Starting with the line that contains "Each instance receives one keypoint. Mark the dark", reproduce each line through the end of the entries exactly as written.

— START —

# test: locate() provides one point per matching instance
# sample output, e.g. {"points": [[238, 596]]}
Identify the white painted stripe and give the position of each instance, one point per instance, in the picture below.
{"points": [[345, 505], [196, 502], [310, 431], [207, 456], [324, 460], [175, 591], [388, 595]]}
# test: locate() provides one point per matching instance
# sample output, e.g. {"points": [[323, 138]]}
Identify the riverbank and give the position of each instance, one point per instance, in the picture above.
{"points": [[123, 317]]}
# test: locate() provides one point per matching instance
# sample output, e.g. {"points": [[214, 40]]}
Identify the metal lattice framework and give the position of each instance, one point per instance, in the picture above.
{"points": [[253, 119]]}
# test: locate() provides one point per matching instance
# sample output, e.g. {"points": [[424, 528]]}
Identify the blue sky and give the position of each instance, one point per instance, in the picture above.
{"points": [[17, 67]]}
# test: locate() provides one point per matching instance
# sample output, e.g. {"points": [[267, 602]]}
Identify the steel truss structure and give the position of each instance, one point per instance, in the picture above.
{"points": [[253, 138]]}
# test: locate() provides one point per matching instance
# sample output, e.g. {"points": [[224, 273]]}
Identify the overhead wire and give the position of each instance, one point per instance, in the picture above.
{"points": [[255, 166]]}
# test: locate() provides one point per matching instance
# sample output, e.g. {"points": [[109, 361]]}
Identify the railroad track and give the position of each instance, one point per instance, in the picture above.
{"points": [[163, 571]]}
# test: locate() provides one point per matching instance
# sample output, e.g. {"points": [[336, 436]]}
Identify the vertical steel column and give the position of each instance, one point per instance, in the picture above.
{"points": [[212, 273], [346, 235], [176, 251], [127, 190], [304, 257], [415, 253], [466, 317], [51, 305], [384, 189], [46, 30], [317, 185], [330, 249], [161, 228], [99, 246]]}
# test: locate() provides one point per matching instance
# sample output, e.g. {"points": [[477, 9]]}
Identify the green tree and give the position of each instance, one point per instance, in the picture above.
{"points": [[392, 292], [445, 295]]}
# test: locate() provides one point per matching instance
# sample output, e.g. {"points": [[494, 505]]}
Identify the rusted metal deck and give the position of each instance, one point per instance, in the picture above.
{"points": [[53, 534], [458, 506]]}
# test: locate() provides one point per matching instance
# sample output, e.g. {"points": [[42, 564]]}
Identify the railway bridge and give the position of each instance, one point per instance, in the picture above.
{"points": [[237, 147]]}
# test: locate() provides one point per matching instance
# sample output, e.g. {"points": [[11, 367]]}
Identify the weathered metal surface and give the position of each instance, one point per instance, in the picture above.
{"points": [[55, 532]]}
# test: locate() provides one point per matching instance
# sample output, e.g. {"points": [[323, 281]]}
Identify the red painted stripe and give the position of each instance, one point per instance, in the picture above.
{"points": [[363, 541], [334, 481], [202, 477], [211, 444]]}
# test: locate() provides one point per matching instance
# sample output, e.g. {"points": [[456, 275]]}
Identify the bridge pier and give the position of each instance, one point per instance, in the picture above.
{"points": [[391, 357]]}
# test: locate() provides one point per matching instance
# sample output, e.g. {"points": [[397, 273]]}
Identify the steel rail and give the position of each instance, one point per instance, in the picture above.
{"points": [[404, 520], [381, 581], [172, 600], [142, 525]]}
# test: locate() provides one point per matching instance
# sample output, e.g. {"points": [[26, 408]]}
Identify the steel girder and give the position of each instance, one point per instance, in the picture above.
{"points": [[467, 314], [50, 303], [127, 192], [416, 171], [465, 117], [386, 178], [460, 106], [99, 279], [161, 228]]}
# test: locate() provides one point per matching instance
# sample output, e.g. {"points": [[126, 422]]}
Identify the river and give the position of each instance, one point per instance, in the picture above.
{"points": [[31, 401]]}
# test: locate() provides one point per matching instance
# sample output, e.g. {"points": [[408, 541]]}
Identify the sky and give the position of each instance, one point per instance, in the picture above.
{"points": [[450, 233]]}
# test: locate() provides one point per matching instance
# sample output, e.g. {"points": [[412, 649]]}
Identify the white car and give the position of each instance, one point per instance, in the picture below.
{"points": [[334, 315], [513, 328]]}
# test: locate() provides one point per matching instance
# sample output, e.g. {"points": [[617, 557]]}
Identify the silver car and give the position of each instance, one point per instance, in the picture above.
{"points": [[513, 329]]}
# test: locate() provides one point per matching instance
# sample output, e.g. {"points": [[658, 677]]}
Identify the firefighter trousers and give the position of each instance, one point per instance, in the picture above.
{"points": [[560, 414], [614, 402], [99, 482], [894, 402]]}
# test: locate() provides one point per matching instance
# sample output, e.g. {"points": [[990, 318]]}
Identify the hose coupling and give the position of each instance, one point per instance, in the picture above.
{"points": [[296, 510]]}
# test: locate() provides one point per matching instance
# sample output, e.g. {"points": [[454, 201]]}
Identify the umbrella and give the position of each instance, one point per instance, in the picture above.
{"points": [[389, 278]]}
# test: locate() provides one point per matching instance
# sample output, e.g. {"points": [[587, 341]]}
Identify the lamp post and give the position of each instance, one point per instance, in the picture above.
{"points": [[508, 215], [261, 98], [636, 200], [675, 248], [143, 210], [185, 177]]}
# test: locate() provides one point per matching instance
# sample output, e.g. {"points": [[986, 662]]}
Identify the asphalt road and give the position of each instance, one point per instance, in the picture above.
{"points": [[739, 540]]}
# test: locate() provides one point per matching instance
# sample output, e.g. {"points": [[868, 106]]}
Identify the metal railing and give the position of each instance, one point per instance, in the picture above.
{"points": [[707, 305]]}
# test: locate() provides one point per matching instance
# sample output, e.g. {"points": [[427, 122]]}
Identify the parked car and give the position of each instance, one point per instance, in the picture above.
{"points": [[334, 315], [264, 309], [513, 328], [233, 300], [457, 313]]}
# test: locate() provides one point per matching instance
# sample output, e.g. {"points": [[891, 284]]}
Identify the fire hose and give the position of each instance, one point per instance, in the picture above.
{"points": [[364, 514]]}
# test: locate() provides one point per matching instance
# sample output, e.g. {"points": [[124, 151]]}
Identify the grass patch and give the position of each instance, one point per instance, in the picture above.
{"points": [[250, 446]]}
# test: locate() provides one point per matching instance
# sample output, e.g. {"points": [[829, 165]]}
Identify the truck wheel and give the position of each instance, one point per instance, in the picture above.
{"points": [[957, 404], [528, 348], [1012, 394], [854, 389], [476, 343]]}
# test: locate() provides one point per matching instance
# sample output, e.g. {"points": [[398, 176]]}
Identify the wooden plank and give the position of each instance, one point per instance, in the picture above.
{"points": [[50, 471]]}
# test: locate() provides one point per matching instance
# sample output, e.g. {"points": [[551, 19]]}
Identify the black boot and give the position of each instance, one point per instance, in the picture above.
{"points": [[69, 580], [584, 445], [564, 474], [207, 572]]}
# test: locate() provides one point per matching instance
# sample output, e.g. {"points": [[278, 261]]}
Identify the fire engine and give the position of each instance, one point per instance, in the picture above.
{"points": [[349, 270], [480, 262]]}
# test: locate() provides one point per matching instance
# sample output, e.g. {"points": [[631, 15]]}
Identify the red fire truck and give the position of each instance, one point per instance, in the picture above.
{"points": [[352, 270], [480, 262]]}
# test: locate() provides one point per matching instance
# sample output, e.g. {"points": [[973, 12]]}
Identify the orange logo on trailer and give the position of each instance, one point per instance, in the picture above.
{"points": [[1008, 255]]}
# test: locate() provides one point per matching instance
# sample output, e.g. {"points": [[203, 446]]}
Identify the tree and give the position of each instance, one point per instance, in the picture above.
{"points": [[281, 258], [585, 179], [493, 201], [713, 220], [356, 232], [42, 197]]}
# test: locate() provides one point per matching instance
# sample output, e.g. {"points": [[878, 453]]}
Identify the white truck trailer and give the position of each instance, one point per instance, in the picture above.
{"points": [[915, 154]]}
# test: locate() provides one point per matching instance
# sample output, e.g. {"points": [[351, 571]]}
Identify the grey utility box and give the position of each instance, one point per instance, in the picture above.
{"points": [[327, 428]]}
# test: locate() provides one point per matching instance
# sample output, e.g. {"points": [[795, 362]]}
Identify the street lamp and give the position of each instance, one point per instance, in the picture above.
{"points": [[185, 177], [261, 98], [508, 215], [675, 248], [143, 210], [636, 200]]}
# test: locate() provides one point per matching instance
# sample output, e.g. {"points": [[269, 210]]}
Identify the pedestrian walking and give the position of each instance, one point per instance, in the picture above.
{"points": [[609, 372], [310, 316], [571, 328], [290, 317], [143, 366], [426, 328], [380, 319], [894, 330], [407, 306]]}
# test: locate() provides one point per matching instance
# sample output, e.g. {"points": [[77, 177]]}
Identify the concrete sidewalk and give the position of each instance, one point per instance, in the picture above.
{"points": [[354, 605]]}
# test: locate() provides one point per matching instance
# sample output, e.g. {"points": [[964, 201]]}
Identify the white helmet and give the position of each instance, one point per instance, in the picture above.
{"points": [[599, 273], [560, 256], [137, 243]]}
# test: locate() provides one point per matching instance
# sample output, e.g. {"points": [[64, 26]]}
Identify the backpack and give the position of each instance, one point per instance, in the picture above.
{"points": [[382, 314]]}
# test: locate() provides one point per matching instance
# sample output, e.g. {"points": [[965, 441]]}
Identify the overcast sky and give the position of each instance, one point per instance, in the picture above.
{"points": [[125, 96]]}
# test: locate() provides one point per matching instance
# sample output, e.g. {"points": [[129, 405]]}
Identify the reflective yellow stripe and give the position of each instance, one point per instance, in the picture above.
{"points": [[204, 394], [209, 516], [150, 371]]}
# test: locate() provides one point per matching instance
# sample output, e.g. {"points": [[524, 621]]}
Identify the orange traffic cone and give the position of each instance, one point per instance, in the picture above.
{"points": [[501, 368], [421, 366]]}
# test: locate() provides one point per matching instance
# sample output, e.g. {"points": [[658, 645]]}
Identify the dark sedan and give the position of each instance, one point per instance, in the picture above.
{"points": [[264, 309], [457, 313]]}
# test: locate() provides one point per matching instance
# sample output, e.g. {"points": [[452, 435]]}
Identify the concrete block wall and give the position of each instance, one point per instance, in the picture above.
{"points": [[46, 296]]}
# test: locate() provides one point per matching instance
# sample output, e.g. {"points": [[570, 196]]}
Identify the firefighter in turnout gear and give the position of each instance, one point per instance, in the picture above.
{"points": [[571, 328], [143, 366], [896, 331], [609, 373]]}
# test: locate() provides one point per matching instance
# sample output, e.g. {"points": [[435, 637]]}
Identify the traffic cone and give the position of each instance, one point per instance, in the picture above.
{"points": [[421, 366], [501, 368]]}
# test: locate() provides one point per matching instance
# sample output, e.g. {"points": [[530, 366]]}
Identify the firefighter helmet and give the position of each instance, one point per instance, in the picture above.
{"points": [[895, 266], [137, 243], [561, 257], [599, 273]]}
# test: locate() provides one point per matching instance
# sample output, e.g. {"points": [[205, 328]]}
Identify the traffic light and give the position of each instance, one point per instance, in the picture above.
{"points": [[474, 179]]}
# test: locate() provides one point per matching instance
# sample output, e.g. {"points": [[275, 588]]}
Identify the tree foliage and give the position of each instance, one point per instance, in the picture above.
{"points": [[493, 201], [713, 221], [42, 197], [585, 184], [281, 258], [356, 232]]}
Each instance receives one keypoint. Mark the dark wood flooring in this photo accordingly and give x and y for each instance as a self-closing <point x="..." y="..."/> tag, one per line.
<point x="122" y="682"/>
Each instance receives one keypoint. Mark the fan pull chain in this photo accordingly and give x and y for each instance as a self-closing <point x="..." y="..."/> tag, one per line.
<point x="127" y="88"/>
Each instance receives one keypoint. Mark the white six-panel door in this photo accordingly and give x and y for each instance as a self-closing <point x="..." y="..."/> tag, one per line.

— END —

SOLUTION
Each instance receives one keypoint. Mark the dark wood flooring in this photo accordingly and give x and y for each instance as a self-closing <point x="..." y="..."/> tag, one per line.
<point x="122" y="682"/>
Each instance receives one keypoint. Mark the fan pull chain in this photo accordingly and give x and y for each instance as a self-closing <point x="..." y="..."/> tag, one per line.
<point x="127" y="88"/>
Each instance receives one keypoint. Mark the white six-panel door in this photo accordingly and give x and y for each instance as a self-closing <point x="..." y="..."/> tag, one per line.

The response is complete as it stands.